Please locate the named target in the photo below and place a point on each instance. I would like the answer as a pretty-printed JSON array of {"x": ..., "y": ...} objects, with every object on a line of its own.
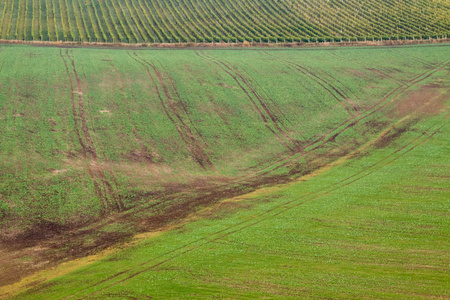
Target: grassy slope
[{"x": 373, "y": 225}]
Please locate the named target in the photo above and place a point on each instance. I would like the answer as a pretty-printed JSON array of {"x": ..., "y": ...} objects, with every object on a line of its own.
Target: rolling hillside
[{"x": 156, "y": 21}]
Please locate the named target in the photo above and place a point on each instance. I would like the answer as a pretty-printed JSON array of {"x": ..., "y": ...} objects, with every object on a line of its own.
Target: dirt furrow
[
  {"x": 260, "y": 112},
  {"x": 349, "y": 107},
  {"x": 145, "y": 152},
  {"x": 174, "y": 116},
  {"x": 370, "y": 111},
  {"x": 275, "y": 120},
  {"x": 84, "y": 150},
  {"x": 271, "y": 213},
  {"x": 96, "y": 166}
]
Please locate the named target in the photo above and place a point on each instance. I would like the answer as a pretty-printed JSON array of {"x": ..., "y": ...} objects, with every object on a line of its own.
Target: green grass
[
  {"x": 375, "y": 226},
  {"x": 98, "y": 144},
  {"x": 138, "y": 124},
  {"x": 196, "y": 21}
]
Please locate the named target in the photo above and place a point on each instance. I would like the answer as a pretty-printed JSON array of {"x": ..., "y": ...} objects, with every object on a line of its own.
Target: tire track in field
[
  {"x": 104, "y": 190},
  {"x": 174, "y": 100},
  {"x": 255, "y": 87},
  {"x": 350, "y": 107},
  {"x": 97, "y": 190},
  {"x": 172, "y": 112},
  {"x": 275, "y": 211},
  {"x": 417, "y": 59},
  {"x": 379, "y": 72},
  {"x": 116, "y": 195},
  {"x": 262, "y": 112},
  {"x": 174, "y": 90},
  {"x": 148, "y": 154},
  {"x": 334, "y": 133}
]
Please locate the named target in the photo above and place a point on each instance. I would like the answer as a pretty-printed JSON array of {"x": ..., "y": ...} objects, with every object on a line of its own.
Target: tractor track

PROBLEM> Reproduce each line exactly as it appears, omitting the pictures.

SOLUTION FOR THIS PROBLEM>
Please locate the named target in the photo below and place a point on each instance. I would like the answer as a pretty-printed JSON array of {"x": ..., "y": ...} objects, with every object on a line of its own.
Target: grassy slope
[{"x": 373, "y": 225}]
Please locate the named target in the photo above and place a point on each instance. I would like the answer as a pretty-printed JSON array of {"x": ..., "y": ...} objects, with every object on a line of its own.
Target: rolling hillside
[{"x": 156, "y": 21}]
Please locate the named target in the photo above and place a point on each instance. I would like the answer as a pretty-printed JSON array of {"x": ..., "y": ...} objects, with every object on a line of its own.
Target: dirt furrow
[
  {"x": 260, "y": 112},
  {"x": 349, "y": 107},
  {"x": 145, "y": 152},
  {"x": 174, "y": 116},
  {"x": 370, "y": 111},
  {"x": 275, "y": 120},
  {"x": 84, "y": 150},
  {"x": 271, "y": 213},
  {"x": 96, "y": 166}
]
Please locate the named target in the photo above and place a point on each instance. I would like the answer as a pretty-printed JSON array of {"x": ..., "y": ...} objects, with every object on a line of its own.
Target: green grass
[
  {"x": 375, "y": 226},
  {"x": 98, "y": 144},
  {"x": 138, "y": 124},
  {"x": 196, "y": 21}
]
Please locate the named target in the photo above and place a point on each instance. I would like the answer as a pretty-printed JSON array of {"x": ..., "y": ...} objects, with every object on a line of its own.
Target: tire track in field
[
  {"x": 104, "y": 190},
  {"x": 174, "y": 100},
  {"x": 255, "y": 87},
  {"x": 350, "y": 107},
  {"x": 97, "y": 190},
  {"x": 172, "y": 112},
  {"x": 275, "y": 211},
  {"x": 417, "y": 59},
  {"x": 379, "y": 72},
  {"x": 116, "y": 195},
  {"x": 262, "y": 112},
  {"x": 174, "y": 90},
  {"x": 148, "y": 154},
  {"x": 334, "y": 133}
]
Please locate the named target in the photo above and place a point on each instance. I would like the answer as a pretty-printed JSON array of {"x": ..., "y": ...} objects, with every object on a line of its own.
Target: tractor track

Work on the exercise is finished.